**Page extract:**

War Can’t Stop “The Voice of a Bridegroom and the Voice of a Bride”
As Israel faces the strain of war, ordinary life refuses to stand still. Even as sirens sound and emergency restrictions close event halls across the country, Israelis continue to celebrate life’s most meaningful moments. In two moving scenes, couples chose not to postpone their joy but to adapt, turning protected spaces into places of celebration
Sinai Staff
·18:32

As Israel faces the strain of war, ordinary life refuses to stand still. Even as sirens sound and emergency restrictions close event halls across the country, Israelis continue to celebrate life’s most meaningful moments. In two moving scenes, couples chose not to postpone their joy but to adapt, turning protected spaces into places of celebration and reminding those around them that hope and life persist even in the shadow of conflict.
Hospital Staff Help a Couple Marry
A particularly moving ceremony took place at the Galilee Medical Center in Nahariya, where Avihu Cohen married his bride, Emma. “It was a gesture I will never forget,” Cohen said afterward.

**List of tasks:**
1: Shorten the paragraph of the wartime weddings article that begins "A particularly moving ceremony took place" while keeping its main facts.
2: Put this sentence from the wartime weddings article into Spanish: "Even as sirens sound and emergency restrictions close event halls across the country, Israelis continue to celebrate life’s most meaningful moments."
The lines that follow come from a different source than the article on wartime weddings.

**Extracted entries:**
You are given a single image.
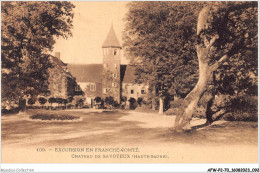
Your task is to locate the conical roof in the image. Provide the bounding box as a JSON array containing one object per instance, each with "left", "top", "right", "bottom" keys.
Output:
[{"left": 102, "top": 25, "right": 122, "bottom": 48}]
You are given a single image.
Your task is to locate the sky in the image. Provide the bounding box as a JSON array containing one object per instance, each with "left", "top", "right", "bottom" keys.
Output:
[{"left": 52, "top": 1, "right": 128, "bottom": 64}]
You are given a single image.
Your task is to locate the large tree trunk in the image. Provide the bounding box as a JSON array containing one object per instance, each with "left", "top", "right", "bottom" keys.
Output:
[
  {"left": 159, "top": 97, "right": 164, "bottom": 114},
  {"left": 175, "top": 6, "right": 227, "bottom": 130},
  {"left": 175, "top": 58, "right": 211, "bottom": 130}
]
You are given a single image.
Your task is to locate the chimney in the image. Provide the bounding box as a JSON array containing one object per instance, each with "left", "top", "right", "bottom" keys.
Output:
[{"left": 55, "top": 52, "right": 60, "bottom": 59}]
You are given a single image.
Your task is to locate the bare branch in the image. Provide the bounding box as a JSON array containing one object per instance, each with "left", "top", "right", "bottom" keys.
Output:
[{"left": 210, "top": 55, "right": 228, "bottom": 72}]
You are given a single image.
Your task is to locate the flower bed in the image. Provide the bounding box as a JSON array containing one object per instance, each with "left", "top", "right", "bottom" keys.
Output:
[{"left": 30, "top": 114, "right": 80, "bottom": 120}]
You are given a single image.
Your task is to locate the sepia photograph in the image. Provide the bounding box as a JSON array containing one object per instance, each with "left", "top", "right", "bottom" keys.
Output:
[{"left": 1, "top": 1, "right": 259, "bottom": 172}]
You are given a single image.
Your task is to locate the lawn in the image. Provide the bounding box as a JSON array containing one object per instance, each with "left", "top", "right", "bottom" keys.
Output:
[{"left": 2, "top": 109, "right": 258, "bottom": 163}]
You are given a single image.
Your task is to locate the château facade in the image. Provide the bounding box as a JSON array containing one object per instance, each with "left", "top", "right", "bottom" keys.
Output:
[{"left": 68, "top": 26, "right": 148, "bottom": 106}]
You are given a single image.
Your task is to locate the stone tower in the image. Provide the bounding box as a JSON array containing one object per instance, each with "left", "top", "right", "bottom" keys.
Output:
[{"left": 102, "top": 25, "right": 122, "bottom": 103}]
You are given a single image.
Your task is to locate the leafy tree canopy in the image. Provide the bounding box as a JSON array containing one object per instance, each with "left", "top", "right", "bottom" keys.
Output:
[{"left": 1, "top": 1, "right": 74, "bottom": 104}]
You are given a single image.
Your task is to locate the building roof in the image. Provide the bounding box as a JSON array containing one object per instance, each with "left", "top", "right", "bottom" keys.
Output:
[
  {"left": 67, "top": 64, "right": 103, "bottom": 83},
  {"left": 51, "top": 56, "right": 67, "bottom": 67},
  {"left": 102, "top": 25, "right": 122, "bottom": 48},
  {"left": 121, "top": 65, "right": 136, "bottom": 84}
]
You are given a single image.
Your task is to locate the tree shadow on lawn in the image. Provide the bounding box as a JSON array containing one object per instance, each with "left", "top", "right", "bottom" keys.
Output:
[
  {"left": 2, "top": 112, "right": 258, "bottom": 146},
  {"left": 2, "top": 112, "right": 146, "bottom": 145}
]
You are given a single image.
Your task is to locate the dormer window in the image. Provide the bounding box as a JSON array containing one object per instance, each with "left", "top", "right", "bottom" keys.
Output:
[
  {"left": 112, "top": 82, "right": 116, "bottom": 87},
  {"left": 114, "top": 49, "right": 117, "bottom": 55},
  {"left": 112, "top": 73, "right": 117, "bottom": 79}
]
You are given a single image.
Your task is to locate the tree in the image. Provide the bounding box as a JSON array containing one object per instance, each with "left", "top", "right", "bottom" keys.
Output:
[
  {"left": 123, "top": 2, "right": 204, "bottom": 113},
  {"left": 39, "top": 97, "right": 47, "bottom": 107},
  {"left": 48, "top": 97, "right": 56, "bottom": 106},
  {"left": 1, "top": 1, "right": 74, "bottom": 107},
  {"left": 27, "top": 98, "right": 36, "bottom": 105},
  {"left": 105, "top": 96, "right": 115, "bottom": 109},
  {"left": 94, "top": 97, "right": 102, "bottom": 108},
  {"left": 121, "top": 96, "right": 127, "bottom": 108},
  {"left": 175, "top": 2, "right": 257, "bottom": 130}
]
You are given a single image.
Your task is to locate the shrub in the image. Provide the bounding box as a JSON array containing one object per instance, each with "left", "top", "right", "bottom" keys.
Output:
[{"left": 30, "top": 114, "right": 79, "bottom": 120}]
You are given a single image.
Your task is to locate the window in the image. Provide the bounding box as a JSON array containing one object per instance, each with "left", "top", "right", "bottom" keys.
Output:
[
  {"left": 75, "top": 85, "right": 80, "bottom": 91},
  {"left": 114, "top": 49, "right": 117, "bottom": 55},
  {"left": 90, "top": 84, "right": 96, "bottom": 91},
  {"left": 112, "top": 82, "right": 116, "bottom": 87}
]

**Answers to the exercises:**
1: Avihu Cohen married his bride, Emma, in a particularly moving ceremony at the Galilee Medical Center in Nahariya. Afterward he said, "It was a gesture I will never forget."

2: Aun mientras suenan las sirenas y las restricciones de emergencia cierran los salones de eventos en todo el país, los israelíes siguen celebrando los momentos más significativos de la vida.